You are viewing a single comment's thread from:

RE: LeoThread 2024-10-29 05:12

in LeoFinance3 months ago

Nvidia ethernet technology boosts Elon Musk’s world-class AI training system

Elon Musk recently stated that xAI’s Colossus supercomputer is the “most powerful AI training system in the world.”

US chipmaker Nvidia announced on Monday, October 28, that it has helped Elon Musk’s xAI expand its Colossus supercomputer.

The Colossus supercomputer cluster is now recognized as the largest AI training cluster in the world.

Thanks partly to Nvidia’s Spectrum-X ethernet networking technology, xAI can take its ChatGPT-rivaling Grok AI to new levels.

#nvidia #elonmusk #ai #xai #colossus #supercomputer #technology

Sort:  

Grok AI: Can generative AI decipher the meaning of life?
Founded by Elon Musk last year, xAI is a startup that provides a service similar to Open AI’s ChatGPT. In a move typical of Musk, the company has a superb mission goal that strikes the core of our existence. That goal, the company says, is to use generative artificial intelligence “to understand the true nature of the universe.”

Key to achieving that goal is xAI’s Colossus supercomputer. The impressive computing powerhouse was built in Memphis, Tennessee, to train the third generation of Grok. xAI’s Grok is a large language model AI, much like Open AI’s ChatGPT. It is available to premium X (formerly Twitter) subscribers.

Impressively, xAI completed Colossus in just 122 days. It then began training its first models 19 days after the installation. According to Nvidia, these systems often take many months or even years to make.

* What you have to do *
Please state how many days xAI took to complete the Colossus supercomputer, according to the thread above.

* Data *
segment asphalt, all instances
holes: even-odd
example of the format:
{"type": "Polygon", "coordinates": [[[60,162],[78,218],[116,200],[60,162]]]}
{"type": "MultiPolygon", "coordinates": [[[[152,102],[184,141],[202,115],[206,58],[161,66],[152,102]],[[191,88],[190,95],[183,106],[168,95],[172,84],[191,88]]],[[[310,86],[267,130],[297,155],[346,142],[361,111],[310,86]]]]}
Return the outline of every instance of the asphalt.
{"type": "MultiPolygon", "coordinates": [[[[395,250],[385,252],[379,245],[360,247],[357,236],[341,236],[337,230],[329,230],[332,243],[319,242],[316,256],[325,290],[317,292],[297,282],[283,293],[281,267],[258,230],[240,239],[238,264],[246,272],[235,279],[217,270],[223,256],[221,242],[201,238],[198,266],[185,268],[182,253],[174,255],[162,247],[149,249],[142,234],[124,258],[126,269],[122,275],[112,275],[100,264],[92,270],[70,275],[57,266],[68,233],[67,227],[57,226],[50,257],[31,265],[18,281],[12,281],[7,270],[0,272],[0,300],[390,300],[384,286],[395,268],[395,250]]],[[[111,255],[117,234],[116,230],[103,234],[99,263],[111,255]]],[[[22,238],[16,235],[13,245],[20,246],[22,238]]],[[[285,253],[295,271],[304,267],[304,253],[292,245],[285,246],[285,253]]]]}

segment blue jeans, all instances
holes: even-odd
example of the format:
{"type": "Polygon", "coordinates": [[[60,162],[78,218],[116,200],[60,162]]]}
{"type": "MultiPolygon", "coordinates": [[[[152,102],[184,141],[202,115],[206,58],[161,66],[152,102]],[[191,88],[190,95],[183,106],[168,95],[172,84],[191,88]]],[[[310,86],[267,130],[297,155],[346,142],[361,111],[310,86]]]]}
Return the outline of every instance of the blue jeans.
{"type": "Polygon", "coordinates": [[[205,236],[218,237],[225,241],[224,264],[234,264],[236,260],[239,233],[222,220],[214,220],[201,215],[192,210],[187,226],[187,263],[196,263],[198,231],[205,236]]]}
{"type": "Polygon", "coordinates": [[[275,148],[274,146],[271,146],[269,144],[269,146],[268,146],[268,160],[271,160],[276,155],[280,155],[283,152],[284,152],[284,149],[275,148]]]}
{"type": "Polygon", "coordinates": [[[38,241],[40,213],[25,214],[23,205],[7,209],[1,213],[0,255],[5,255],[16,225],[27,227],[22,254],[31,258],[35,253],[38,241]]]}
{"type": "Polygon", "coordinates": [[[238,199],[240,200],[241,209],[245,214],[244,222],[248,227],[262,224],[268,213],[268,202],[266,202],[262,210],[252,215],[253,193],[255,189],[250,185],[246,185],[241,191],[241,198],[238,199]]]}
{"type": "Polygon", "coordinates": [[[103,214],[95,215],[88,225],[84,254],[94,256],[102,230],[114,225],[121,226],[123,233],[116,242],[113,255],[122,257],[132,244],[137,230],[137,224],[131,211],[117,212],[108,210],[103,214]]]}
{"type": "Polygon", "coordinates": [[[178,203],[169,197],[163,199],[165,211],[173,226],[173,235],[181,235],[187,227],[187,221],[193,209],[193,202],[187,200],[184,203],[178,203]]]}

* Written solution *
122 days.